* [Exercise]
Extract the lines that follow, beginning with the line containing "Every instance of the child" and ending after the line containing "POLYGON ((12 20, 12 11, 7 12, 4 19, 12 20))", and repeat them exactly.

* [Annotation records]
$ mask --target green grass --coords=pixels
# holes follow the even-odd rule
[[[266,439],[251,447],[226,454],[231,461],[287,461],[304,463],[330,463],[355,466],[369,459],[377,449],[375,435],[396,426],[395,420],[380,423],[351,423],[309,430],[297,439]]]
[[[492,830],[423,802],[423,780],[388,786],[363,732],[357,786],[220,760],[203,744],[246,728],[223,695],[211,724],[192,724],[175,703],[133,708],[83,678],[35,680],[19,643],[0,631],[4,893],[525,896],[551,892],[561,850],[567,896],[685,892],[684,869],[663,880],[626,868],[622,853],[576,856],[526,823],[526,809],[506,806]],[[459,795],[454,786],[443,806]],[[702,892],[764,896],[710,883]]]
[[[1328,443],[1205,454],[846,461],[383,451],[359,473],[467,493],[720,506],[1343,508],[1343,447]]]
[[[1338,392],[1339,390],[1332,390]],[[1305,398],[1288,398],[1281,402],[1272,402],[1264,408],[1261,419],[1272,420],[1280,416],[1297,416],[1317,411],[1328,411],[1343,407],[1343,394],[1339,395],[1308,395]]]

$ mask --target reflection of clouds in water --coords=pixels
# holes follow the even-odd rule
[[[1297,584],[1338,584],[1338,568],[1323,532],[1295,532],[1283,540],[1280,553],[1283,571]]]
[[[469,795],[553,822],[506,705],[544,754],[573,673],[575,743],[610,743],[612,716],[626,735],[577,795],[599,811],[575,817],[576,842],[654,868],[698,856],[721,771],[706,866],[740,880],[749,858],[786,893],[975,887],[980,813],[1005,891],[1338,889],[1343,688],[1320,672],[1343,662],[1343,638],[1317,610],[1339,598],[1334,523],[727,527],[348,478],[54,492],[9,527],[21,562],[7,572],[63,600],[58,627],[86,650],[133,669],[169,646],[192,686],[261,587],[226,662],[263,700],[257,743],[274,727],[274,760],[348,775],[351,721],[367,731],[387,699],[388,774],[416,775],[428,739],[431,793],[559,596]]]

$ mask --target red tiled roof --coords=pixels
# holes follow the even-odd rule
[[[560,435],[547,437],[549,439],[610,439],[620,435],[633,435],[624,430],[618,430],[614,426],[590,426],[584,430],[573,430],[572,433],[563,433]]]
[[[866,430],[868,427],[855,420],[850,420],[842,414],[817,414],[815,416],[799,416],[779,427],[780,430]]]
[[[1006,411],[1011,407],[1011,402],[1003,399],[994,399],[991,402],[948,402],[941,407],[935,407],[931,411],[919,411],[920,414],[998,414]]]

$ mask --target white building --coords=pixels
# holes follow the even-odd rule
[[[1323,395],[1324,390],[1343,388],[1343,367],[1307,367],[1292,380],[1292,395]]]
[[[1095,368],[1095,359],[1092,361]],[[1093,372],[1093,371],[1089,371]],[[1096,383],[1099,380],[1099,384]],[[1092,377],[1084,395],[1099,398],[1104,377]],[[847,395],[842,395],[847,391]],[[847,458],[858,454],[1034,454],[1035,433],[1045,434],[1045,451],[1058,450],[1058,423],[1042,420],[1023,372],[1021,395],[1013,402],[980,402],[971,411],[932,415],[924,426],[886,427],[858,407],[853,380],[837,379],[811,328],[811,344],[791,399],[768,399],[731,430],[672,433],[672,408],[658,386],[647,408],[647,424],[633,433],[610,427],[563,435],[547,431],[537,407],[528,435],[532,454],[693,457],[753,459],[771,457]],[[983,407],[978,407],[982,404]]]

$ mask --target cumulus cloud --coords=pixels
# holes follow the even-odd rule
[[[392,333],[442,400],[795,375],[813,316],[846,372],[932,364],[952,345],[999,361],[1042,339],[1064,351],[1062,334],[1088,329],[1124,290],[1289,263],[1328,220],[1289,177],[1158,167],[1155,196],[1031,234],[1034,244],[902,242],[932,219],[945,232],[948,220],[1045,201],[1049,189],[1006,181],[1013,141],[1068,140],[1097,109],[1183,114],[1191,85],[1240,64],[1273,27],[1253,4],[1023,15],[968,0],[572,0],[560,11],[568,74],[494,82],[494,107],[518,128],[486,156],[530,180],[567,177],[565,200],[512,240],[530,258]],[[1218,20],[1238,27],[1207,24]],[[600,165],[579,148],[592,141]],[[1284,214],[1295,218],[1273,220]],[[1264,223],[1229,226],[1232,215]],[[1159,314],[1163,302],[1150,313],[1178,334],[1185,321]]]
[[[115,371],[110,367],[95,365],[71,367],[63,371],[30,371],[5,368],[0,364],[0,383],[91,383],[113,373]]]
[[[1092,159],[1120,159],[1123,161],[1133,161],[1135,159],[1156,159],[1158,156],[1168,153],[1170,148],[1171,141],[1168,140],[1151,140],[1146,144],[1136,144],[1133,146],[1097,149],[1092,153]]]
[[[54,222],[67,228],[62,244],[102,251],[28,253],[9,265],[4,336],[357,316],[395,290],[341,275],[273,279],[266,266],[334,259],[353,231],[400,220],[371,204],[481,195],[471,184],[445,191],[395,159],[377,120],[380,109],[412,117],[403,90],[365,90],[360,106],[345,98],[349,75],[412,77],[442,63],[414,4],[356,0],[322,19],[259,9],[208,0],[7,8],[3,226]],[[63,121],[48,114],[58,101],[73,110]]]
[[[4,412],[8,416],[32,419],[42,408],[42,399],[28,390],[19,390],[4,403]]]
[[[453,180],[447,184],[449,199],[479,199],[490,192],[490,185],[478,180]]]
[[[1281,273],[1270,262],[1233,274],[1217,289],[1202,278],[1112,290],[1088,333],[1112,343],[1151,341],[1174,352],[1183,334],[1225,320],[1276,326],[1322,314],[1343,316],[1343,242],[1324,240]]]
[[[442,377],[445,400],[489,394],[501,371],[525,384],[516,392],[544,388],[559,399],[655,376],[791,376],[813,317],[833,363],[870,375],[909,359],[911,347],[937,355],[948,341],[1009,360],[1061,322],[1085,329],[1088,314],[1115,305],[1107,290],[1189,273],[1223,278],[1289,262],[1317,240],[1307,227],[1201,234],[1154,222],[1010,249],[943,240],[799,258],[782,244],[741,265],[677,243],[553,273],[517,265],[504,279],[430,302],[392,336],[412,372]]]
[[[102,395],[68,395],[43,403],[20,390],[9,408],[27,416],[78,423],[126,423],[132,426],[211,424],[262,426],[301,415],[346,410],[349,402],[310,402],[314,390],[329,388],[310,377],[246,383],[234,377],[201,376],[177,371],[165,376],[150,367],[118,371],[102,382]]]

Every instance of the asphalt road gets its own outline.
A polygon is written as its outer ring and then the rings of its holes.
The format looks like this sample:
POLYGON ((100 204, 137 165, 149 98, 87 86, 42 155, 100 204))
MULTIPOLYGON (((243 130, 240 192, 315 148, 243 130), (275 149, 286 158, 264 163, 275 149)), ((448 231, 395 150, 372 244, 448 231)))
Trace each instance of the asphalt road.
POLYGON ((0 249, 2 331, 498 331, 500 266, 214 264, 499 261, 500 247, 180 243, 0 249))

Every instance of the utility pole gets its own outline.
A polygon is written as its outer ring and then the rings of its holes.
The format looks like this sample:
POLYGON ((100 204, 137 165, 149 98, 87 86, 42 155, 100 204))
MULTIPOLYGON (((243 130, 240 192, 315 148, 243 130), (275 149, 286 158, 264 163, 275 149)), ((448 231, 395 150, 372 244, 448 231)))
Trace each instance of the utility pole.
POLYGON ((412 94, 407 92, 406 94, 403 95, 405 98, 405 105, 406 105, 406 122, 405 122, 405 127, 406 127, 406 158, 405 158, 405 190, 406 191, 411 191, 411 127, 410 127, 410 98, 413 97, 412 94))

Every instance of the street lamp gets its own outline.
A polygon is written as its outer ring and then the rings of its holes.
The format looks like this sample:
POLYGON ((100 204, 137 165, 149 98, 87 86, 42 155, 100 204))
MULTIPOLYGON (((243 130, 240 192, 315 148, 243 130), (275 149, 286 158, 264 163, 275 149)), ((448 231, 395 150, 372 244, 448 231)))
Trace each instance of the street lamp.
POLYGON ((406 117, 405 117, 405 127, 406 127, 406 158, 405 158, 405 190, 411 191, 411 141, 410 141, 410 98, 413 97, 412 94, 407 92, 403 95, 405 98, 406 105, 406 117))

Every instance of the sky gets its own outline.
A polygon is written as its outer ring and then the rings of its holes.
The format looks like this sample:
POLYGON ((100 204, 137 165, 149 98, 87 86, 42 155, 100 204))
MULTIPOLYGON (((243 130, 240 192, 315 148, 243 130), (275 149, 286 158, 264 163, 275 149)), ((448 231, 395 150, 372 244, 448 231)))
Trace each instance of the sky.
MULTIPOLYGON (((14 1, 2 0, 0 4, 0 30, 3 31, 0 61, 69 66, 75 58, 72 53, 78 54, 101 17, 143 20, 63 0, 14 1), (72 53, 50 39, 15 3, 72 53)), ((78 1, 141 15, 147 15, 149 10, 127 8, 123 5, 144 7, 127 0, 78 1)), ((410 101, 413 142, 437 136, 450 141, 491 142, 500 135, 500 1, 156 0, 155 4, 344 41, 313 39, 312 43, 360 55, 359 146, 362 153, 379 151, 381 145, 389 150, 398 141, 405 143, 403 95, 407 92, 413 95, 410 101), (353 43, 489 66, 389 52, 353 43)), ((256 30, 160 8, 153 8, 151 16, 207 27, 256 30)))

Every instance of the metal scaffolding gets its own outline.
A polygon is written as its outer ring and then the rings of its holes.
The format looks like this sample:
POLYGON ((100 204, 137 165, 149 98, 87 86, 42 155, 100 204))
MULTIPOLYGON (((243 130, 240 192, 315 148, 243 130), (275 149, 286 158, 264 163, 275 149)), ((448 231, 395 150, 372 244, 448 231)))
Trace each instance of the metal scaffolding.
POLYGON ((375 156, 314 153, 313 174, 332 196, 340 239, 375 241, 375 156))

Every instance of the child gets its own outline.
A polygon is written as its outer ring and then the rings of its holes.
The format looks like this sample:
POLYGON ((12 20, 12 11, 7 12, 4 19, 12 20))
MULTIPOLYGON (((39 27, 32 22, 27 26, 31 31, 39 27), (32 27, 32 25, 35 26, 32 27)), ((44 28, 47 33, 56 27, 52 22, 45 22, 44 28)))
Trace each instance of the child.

* [Full answer]
Every instance of the child gets its own outline.
A polygon is written as its outer ring and then the rings of its holes.
The format looks like this sample:
POLYGON ((12 20, 12 11, 7 12, 4 19, 12 20))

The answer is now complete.